__EXCERPTED PASSAGE__.
--
Myanmar is home to over 100 different ethnic groups and shares its borders with two of the most populated countries in the world, India and China, in addition to Bangladesh, Laos and Thailand.

The 2014 census estimated that over 11 million residents have migrated internally or externally. Some critics are now concerned that increasingly open borders make Myanmar more vulnerable to HIV incidence with an increase of migrants coming from bordering high prevalence countries.26

As HIV testing is not a condition for entry, work or residence in Myanmar there is not much comprehensive information available on HIV prevalence or risk behaviours associated with the migrant population. Nevertheless, in 2014, the IOM data project did find that 18% of people identifying as migrants in Mon and Kayin states were HIV positive - although it is difficult to assess if the point of infection happened within country.27

However, it is broadly assumed that migrants might face residency and social restrictions that limit their access to HIV programming services, as well as other general forms of healthcare.28

Since 2014, HIV awareness campaigns specifically targeting large migrant populations have been created to address this issue.29 The current National Strategy Plan for HIV also proposes developing specific packages for people near transit points in addition to cross-border referral mechanisms and agreements to strengthen access to health services in destination countries.30

HIV testing and counselling (HTC) in Myanmar

Across the country the rate of HIV testing for the general population was last recorded at 11.3% in 2007, with specific testing rates varying among key affected population groups.31 However, in 2014 the estimated testing coverage for key affected populations specifically was still far from optimal with only 34% accessing testing services.32

Unfortunately, there has been no new behavioural data on HIV testing among the general population since 2007. As such, there is an urgent need for strengthening the involvement of community networks in the planning and monitoring of testing services.33

Myanmar’s most recent National Strategic Plan, launched in 2016, aims to promote early HIV testing and counselling in line with WHO recommendations, and to close the testing gap by prioritising townships with a high epidemic burden and by centralising the provision of HIV counselling and testing to become a local public health sector concern.34

HIV prevention programmes in Myanmar

Harm reduction services and HIV

Research consistently shows that harm reduction programmes - such as needle and syringe exchange programmes and opioid substitution therapy – are the most effective ways of reducing the spread of HIV among people who inject drugs.35

However, because the scale of drug use in Myanmar is particularly extensive, existing harm reduction services are currently failing to meet the escalating demand by people who inject drugs.36

For example, in response to a 2014 study which estimated that the reported re-use of needles varied from 16% in Mandalay to 63% in other areas, there were 18 million sterile needles and syringes distributed free of charge during the next year.37

Despite these efforts, it was still found that the coverage of additional needles was not enough. Based on typical injecting practices involving 2-3 daily injections, around 60-90 million would be needed. So there continues to be a major gap for the 83,000 people who inject drugs in Myanmar.38

The government has recognised this need to scale up their commitment to strengthening harm reduction services, and have since allocated an additional US$1 million (as part of the US$11 million domestic funding commitment towards HIV services) for methadone as a form of opioid substitution.39 However, critics  suggest that this sum will not be enough to curtail what appears to be a growing dependency on drug use within the country.40

Preventing mother-to-child transmission (PMTCT)
--
__EXERCISE PROMPT__. Quote the passage on HIV in Myanmar word for word, starting at the words "The government has" and ending after "mother-to-child transmission (PMTCT)". You won't need the data that comes after the passage on HIV in Myanmar.

__DATASET CONTENT__.
--
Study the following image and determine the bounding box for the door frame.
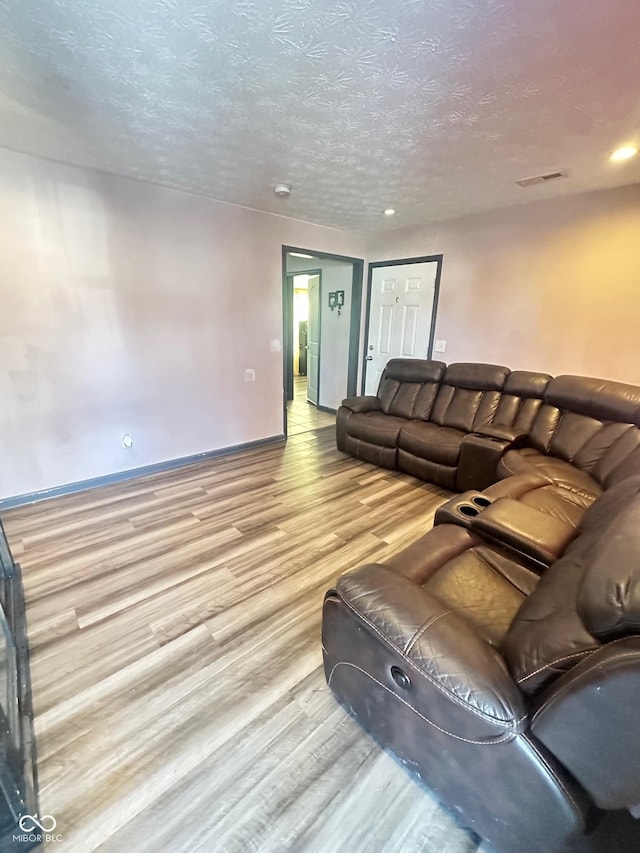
[286,269,322,408]
[360,254,444,394]
[282,245,364,426]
--
__OUTPUT BELOW__.
The government has recognised this need to scale up their commitment to strengthening harm reduction services, and have since allocated an additional US$1 million (as part of the US$11 million domestic funding commitment towards HIV services) for methadone as a form of opioid substitution.39 However, critics  suggest that this sum will not be enough to curtail what appears to be a growing dependency on drug use within the country.40

Preventing mother-to-child transmission (PMTCT)